— Provided text —
>> Begin

Monday, April 6, 2009

Frienemies

Barack Obama's sales pitch during the 2008 campaign included the notion that he would - almost single-handedly, by virtue of his unique background and life experiences - restore America's standing in the world, and strengthen alliances with our partners. After his star turn at last week's G20 Summit, President Obama paid a call on NATO in the hopes of gaining Europe's assent to increase their troop contribution to the military effort in Afghanistan.

But when Obama made his plaintiff plea for more military support, to describe the NATO response as muted would be a rebuff to the mute.


The current plan is that NATO will send a grand total of 5,000 military personnel to help with the effort in Afghanistan. To make matters worse, 3,000 of those to be deployed are only committed for a temporary deployment to secure Afghan national elections in August. Another contingent will be utilized to beef up Afghanistan's military so that it can more effectively police the country.

A bit of perspective is in order.
Given the naked contempt in which George W. Bush was held in the capitols of Europe and the adoration that all of Europa lavished on Candidate Obama, one would assume that European heads of state would have gone through all manner of contortions to meet this request from the Great Himself. As much would seem especially true given that Afghanistan was the war that the U.S. and its allies considered - after the September 11, 2001 attacks as well as the 3/11 Madrid train bombings - to be the "just war."

Unfortunately, out of 28 NATO member countries, only nine
- to include Germany, Britain, Poland, Spain and Italy - even bothered to pony up anything at all. This may be a reflection of the fact that (as noted by the Financial Times) "clear majorities of people in the UK, France, Italy and Germany believe that their governments must not send more forces to Afghanistan."

Some 60 percent of German respondents to the survey said they would not wish Berlin to send more troops to Afghanistan under any circumstances. Even in the UK, the second largest contributor to NATO's mission in Afghanistan, some 57 percent of respondents rejected calls for any more British troops to be sent.

In both France and Italy, some 53 percent of people said their countries should not send troops. Only in Spain is there a majority willing to consider sending additional troop numbers.
Europe's recalcitrance does not entirely surprise. According to Gallup polling, 42 percent of Americans (and 53 percent of Democrats) now view the Afghan war as "a mistake."

>> End

— Job 1 —
Which countries does the post on NATO troops for Afghanistan name as being among the nine NATO members that contributed anything?
— Job 2 —
Quote the post on NATO troops for Afghanistan, starting with "In both France" and going on through "additional troop numbers.".

[Dataset rows on where objects appear]
>> Begin

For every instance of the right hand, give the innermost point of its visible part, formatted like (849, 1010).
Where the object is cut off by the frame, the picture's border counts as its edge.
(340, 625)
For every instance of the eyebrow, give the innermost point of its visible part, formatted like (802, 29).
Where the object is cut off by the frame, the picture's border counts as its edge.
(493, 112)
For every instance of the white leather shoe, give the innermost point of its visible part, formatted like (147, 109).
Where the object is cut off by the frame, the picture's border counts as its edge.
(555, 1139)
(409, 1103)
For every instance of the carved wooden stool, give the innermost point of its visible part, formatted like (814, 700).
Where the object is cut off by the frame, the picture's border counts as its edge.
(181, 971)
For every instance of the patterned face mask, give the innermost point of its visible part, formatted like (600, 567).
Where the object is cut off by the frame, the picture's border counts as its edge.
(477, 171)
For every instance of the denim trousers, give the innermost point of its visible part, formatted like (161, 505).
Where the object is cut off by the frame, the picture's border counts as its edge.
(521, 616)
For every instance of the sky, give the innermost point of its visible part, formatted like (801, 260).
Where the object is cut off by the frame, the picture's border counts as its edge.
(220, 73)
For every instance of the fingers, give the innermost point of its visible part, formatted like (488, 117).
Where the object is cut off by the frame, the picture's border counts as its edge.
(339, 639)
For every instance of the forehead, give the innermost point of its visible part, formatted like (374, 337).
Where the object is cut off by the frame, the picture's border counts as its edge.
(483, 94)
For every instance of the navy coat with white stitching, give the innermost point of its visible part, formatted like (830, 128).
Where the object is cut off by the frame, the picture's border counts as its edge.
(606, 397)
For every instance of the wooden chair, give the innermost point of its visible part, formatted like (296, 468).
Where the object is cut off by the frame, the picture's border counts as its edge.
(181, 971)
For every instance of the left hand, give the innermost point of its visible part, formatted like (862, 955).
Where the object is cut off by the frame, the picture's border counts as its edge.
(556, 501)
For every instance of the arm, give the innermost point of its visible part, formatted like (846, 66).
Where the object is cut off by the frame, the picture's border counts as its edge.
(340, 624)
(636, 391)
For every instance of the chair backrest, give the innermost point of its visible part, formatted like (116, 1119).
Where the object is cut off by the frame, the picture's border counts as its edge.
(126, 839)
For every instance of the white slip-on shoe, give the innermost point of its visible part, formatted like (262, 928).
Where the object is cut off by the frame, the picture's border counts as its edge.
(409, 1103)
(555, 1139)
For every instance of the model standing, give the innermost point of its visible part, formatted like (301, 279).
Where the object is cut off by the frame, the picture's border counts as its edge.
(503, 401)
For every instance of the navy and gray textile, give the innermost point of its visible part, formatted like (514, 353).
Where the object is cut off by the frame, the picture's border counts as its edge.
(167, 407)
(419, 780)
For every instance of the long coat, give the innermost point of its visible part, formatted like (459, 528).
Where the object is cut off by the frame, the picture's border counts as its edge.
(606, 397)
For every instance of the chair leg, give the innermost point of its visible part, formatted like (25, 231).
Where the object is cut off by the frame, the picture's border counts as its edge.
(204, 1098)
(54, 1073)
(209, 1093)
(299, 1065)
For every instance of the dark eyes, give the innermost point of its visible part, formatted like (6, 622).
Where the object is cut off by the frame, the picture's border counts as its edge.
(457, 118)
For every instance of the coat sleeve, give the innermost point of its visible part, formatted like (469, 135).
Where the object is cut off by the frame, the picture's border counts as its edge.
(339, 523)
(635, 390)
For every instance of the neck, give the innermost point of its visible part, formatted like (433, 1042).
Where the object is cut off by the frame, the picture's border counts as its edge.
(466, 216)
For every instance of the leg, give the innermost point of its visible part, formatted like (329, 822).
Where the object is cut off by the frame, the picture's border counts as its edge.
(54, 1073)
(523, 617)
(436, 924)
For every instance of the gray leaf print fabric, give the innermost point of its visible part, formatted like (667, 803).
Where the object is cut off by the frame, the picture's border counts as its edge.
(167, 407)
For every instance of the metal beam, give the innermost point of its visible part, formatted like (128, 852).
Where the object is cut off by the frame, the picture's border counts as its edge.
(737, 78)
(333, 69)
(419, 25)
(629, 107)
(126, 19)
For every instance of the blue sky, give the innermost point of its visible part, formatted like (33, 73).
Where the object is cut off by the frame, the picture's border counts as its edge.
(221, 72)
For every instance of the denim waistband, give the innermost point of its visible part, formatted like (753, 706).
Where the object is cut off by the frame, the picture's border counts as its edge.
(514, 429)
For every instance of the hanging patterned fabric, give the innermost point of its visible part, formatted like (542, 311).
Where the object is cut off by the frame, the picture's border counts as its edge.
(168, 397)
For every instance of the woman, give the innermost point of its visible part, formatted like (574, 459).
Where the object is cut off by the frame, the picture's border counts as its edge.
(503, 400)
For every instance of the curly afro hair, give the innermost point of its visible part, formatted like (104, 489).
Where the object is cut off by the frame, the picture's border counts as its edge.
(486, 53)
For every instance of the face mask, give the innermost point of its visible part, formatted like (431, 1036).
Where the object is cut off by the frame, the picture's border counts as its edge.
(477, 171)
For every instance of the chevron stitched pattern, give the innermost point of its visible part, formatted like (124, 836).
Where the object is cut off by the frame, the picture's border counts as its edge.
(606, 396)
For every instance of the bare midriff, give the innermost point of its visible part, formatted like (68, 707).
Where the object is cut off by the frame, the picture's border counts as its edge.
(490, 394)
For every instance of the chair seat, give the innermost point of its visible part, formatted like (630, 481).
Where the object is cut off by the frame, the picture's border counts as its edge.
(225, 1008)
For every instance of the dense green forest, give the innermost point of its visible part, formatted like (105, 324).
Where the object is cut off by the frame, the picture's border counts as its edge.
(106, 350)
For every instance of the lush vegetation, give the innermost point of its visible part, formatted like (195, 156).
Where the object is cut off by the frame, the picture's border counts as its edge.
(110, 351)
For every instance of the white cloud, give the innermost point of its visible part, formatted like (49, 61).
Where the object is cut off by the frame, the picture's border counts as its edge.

>> End

— Expected answer 1 —
Germany, Britain, Poland, Spain and Italy

— Expected answer 2 —
In both France and Italy, some 53 percent of people said their countries should not send troops. Only in Spain is there a majority willing to consider sending additional troop numbers.